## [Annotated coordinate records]
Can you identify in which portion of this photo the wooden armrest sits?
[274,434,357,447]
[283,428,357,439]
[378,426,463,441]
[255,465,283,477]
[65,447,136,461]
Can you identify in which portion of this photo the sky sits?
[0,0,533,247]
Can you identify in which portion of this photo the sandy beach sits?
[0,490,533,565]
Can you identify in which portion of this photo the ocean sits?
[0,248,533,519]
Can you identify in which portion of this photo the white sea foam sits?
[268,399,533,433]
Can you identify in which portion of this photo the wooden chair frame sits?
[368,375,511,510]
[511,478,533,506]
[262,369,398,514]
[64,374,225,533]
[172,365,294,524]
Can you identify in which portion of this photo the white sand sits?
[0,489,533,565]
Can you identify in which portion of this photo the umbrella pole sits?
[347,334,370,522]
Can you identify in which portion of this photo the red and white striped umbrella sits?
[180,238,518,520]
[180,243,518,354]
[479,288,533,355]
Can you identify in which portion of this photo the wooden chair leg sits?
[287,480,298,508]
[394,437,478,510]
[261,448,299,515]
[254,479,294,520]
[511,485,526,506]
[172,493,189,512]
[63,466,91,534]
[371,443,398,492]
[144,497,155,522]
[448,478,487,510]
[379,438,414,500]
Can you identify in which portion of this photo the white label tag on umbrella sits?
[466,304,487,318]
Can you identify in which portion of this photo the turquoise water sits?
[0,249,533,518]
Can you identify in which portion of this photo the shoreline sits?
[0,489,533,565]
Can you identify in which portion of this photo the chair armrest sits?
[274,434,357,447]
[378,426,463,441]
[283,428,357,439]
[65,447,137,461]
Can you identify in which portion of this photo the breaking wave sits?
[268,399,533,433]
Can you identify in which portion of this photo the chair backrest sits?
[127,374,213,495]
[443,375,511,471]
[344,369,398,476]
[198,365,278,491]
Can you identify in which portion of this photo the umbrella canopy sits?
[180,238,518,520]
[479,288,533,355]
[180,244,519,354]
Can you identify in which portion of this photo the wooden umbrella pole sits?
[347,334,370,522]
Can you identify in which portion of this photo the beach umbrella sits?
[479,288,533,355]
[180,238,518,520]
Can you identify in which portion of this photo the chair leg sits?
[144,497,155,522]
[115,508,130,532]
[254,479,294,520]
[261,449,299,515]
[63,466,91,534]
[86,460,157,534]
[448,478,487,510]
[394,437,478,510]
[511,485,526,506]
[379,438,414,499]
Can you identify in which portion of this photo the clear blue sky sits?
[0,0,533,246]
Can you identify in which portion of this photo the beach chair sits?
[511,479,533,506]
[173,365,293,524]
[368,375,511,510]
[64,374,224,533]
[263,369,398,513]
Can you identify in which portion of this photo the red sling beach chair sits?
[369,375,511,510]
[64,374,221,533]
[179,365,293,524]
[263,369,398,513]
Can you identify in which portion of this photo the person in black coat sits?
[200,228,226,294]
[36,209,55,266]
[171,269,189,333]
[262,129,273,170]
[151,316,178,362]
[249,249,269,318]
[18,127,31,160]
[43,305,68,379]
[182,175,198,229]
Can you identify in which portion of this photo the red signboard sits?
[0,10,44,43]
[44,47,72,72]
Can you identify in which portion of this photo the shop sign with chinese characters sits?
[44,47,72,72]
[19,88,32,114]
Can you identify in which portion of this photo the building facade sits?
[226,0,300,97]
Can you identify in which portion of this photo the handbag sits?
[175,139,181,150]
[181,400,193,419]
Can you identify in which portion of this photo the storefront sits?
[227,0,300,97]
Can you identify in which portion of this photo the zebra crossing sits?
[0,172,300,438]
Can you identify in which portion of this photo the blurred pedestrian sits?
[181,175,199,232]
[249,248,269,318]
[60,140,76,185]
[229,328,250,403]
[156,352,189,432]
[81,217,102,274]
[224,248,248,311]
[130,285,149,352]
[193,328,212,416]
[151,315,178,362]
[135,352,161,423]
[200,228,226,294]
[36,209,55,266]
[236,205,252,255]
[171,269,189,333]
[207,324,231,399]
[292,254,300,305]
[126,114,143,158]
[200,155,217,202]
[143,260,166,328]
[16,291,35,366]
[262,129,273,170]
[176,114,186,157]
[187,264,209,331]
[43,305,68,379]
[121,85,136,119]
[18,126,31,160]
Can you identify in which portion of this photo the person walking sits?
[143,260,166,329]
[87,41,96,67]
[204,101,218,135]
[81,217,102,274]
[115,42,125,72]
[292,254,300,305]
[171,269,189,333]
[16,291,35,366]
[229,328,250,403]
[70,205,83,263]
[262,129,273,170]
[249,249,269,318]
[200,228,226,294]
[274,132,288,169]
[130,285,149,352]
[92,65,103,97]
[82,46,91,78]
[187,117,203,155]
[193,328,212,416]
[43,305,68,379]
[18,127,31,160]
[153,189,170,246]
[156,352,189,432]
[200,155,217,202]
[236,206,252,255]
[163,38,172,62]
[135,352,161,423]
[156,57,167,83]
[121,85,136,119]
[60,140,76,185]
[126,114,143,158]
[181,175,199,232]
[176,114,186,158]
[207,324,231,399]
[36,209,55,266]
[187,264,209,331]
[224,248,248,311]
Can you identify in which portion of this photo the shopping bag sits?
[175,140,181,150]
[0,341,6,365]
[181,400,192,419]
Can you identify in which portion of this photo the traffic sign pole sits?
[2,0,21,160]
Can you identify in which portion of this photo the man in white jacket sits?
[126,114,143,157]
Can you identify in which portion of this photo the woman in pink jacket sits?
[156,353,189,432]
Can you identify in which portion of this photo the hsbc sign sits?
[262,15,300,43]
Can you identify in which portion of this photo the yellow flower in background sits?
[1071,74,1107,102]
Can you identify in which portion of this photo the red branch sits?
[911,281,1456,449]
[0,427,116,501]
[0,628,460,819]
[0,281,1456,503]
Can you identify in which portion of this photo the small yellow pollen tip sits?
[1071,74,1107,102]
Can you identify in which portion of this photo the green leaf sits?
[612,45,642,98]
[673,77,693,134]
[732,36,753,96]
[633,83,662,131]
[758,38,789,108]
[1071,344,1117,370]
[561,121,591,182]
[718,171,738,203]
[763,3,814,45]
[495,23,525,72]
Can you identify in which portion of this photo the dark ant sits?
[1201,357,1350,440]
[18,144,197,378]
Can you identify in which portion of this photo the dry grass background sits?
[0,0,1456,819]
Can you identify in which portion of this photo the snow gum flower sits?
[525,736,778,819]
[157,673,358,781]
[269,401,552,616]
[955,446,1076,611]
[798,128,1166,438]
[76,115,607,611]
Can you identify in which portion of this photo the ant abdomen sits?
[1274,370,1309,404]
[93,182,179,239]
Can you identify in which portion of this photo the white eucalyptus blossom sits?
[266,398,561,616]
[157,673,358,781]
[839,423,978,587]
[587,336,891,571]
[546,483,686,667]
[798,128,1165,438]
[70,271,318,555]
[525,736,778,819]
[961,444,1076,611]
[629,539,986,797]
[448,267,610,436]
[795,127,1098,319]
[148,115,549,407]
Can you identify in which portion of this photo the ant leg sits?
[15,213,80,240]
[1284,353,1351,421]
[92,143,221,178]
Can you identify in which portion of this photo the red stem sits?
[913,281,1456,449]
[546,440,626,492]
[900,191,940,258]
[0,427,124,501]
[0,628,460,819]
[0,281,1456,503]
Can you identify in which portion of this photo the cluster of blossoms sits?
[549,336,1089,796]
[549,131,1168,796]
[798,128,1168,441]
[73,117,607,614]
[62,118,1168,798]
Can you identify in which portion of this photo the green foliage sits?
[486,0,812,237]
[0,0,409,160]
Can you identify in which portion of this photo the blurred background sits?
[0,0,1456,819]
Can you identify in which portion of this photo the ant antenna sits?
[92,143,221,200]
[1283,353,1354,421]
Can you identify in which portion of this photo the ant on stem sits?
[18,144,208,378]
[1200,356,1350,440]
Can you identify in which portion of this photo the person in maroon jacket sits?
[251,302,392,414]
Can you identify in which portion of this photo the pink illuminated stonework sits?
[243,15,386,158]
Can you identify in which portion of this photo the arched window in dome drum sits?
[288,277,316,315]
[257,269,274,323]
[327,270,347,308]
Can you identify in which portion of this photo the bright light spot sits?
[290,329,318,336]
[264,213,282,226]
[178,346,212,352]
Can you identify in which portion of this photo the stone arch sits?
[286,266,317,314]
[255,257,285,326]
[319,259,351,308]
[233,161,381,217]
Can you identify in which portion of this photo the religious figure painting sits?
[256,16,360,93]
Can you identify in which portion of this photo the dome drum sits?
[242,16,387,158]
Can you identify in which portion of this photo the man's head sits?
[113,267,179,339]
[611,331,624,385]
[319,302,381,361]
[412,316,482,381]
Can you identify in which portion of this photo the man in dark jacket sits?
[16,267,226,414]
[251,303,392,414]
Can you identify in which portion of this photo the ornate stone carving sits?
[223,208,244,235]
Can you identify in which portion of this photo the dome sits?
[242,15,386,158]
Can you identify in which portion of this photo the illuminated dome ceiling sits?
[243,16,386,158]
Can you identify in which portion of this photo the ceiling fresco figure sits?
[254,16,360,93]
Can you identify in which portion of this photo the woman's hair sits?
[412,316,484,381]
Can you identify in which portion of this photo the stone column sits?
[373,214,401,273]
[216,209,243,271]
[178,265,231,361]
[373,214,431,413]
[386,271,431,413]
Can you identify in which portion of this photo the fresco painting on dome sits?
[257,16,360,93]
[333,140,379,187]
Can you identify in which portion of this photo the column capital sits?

## [The problem]
Extract the items unchanged, beginning at the line that contains "the dome drum sits?" and continuing through the end of the items.

## [Result of this task]
Can you identify in which portion of this photo the dome drum sits?
[242,16,387,158]
Can you identify in which portion of this photo the man's head sits?
[113,267,179,339]
[611,331,624,385]
[319,302,381,361]
[412,316,482,381]
Can you identify in which portion of this photo the man in dark jacket sits?
[16,267,226,414]
[251,303,392,414]
Can you identify in which portion of this photo the ornate stone carving sits?
[223,208,244,235]
Can you identify in which portion of this photo the dome sits?
[242,15,386,158]
Can you identify in which portion of this photo the illuminated dome ceiling sits?
[243,16,386,158]
Can you identify in which portion of this photo the ceiling fresco figure sits?
[254,16,360,93]
Can you identify in which portion of this photo the woman's hair sits?
[412,316,484,381]
Can you identify in which portion of this photo the stone column sits?
[373,214,401,273]
[216,209,243,271]
[178,265,231,361]
[373,214,431,413]
[386,271,431,413]
Can you identify in which portion of this photo the fresco painting on dome sits?
[257,16,360,93]
[333,140,379,187]
Can you identify in which portion of this photo the column capital sits?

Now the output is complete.